### İstenen görev
Dengir Mir Mehmet Fırat'ın Kılıçdaroğlu'na verdiği cevabı anlatan aşağıdaki haberi lütfen son cümlesinden sonra sürdürün.

-------- Alıntı metin --------

Fırat, Kılıçdaroğlu'nun TRT'nin Arı Stüdyosu'nda
tartışmaya çağırdı.
AK Parti Genel Başkan Yardımcısı
Dengir Mir Mehmet Fırat, parti genel merkezinde düzenlediği
basın toplantısında
CHP Grup
Başkanvekili Kemal Kılıçdaroğlu'nun hakkındaki iddialarına
cevap verdi.
Kılıçdaroğlu'nun dün sabap sabah saatlerinde bir televizyon kanalında kendisiyle ilgili tartışmaya katılacağı yönünde açıklamada bulunduğunu ve daha sonra bu kararından vazgeçtiğini hatırlattı. Kılıçdaroğlu'nun TBM'da basın toplantısı yapma önerisini ise "ipe un" serme olarak nitelendiren Fırat, "Meclis'te basın toplantısı düzenleyerek kozumuzu paylaşalım diyor. Bu aptalca bir şey. Kaçmanın başka bir anlamı. Bu korkaklık. Sayın Kılıçdaroğlu müfteridir, buradan ilan ediyorum. Bundan sonra bay müfteri diyeceğim. Ancak Türk
halkı ve siz bay müfterinin Kemal Kılıçdaroğlu olduğunu anlayın, artık Kılıçdaroğlu adını anmayacağım." dedi.

-------- Kaynak malzeme --------

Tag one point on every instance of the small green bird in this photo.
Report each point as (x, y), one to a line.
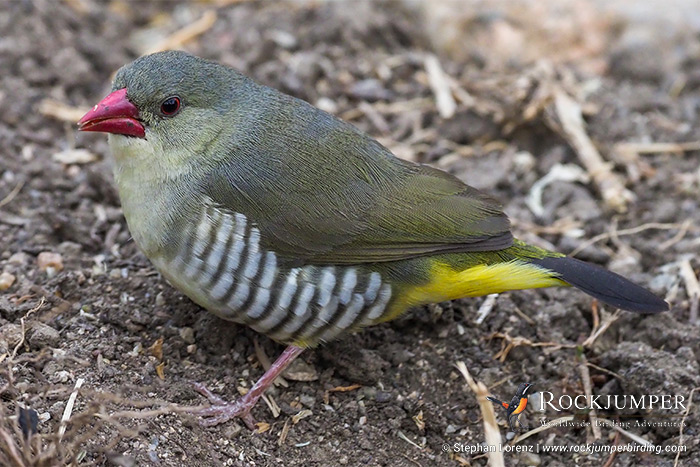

--------

### Görev yanıtı
Kılıçdaroğlu'nun kendi şirketi hakkıdaki "hayali ihracat" ve "uyuşturucu kaçakçılığı" iddialarını ise
mahkeme kararlarıyla yalanlayan Fırat, kendisi hakkındaki belgeleri CHP'ye ulaştıran bürokratın daha sonra bu partiden
milletvekili adayı olduğunu hatırlattı.
Kılıçdaroğulu'nu bir kez daha televizyon kanalında tartışmaya çağıran Fırat, "Daha evvel hangi televizyon kanalında iddiada bulundu ise hangi moderatörün başkanlığında oldu ise olur.
Basın mensuplarının olduğu stüdyoda da olur. Tartışmaya çağırıyorum, Gelmediği takdirde müfteridir. Başka kelime söylemek istemiyorum.
Nokta nokta nokta. Onu siz de doldurabilirsiniz, halkımız da "şeklinde konuştu.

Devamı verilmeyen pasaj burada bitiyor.